[start Data in this exercise]

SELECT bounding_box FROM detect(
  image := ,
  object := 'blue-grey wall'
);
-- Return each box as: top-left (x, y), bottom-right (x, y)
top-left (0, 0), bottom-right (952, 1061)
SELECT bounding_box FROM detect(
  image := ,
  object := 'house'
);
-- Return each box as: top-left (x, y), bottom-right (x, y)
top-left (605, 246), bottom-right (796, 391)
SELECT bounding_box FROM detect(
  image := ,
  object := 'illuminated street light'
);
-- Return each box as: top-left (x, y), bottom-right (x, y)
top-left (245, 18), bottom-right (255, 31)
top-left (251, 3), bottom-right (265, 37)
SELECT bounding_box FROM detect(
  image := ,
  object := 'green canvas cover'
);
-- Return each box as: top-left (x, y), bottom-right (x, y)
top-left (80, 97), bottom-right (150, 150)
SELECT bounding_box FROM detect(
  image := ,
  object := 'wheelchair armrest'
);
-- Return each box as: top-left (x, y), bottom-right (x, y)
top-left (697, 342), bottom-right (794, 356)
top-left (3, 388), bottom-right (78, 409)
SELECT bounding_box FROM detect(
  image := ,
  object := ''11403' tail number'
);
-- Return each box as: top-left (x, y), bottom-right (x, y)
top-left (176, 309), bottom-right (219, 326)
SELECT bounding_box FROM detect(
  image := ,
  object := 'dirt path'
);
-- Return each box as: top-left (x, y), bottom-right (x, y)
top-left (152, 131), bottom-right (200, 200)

[end Data in this exercise]
[start Data in this exercise]

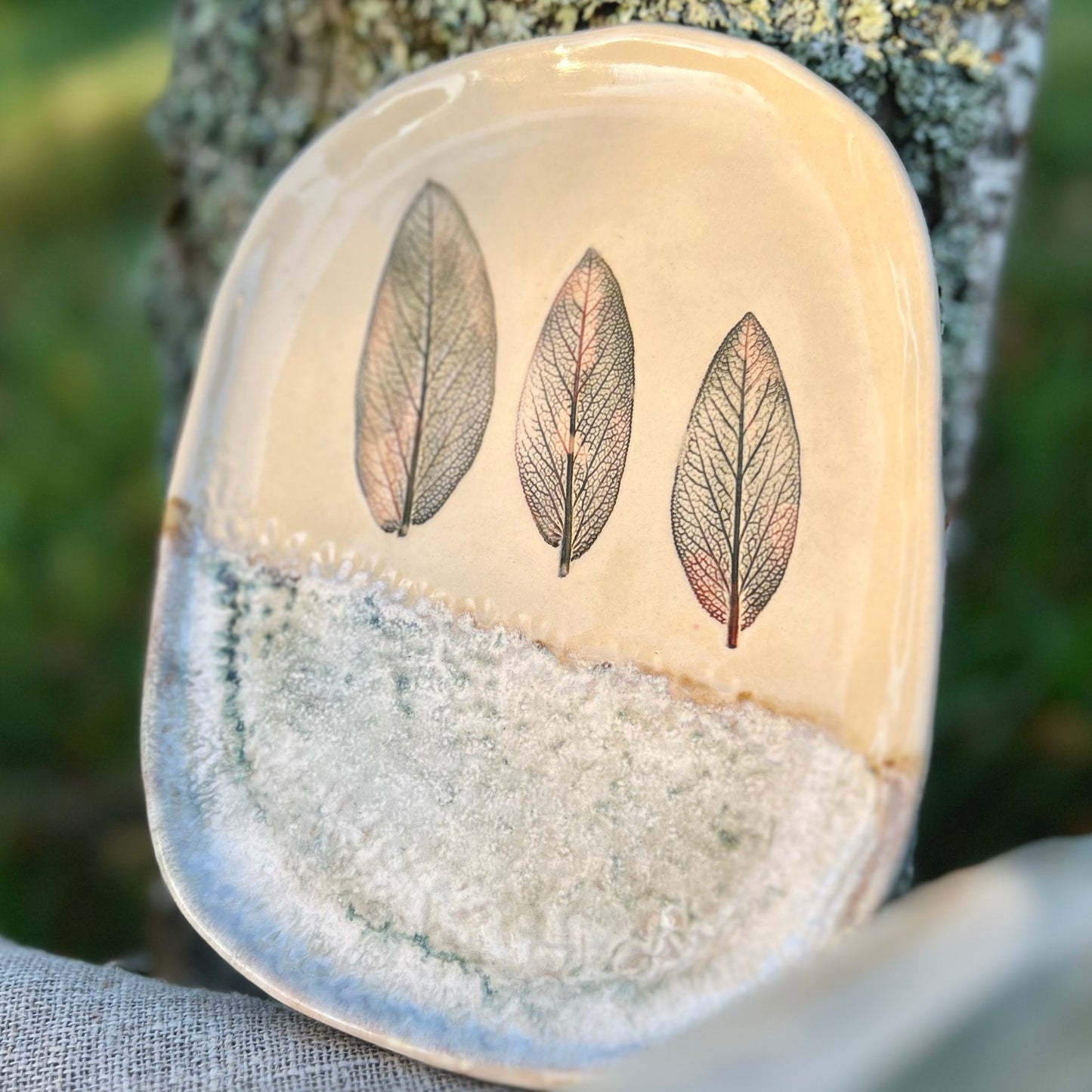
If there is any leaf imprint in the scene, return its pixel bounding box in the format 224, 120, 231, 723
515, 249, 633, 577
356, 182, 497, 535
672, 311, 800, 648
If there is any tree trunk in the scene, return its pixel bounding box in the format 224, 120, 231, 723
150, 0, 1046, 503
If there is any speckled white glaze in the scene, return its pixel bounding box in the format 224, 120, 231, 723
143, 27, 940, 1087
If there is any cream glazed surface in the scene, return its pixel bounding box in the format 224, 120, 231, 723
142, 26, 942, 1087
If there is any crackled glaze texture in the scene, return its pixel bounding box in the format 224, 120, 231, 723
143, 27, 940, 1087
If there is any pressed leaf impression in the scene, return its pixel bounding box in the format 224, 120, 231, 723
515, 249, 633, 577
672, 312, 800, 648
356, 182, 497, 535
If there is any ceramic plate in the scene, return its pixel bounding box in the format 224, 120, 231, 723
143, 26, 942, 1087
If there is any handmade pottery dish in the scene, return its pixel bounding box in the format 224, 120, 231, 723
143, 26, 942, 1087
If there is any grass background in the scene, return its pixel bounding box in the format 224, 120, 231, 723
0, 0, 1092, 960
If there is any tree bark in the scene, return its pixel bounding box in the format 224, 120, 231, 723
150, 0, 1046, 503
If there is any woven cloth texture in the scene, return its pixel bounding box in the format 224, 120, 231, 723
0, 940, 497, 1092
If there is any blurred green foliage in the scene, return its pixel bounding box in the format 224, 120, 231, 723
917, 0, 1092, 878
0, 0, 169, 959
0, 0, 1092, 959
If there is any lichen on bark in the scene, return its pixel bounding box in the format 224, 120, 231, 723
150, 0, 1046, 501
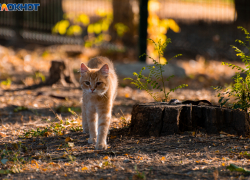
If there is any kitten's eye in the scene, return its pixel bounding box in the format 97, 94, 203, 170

[end Data in this exercise]

> [Task prompt]:
Count the lines of the records above that contain the word "green", and reply with the number alone.

> [Answer to this problem]:
2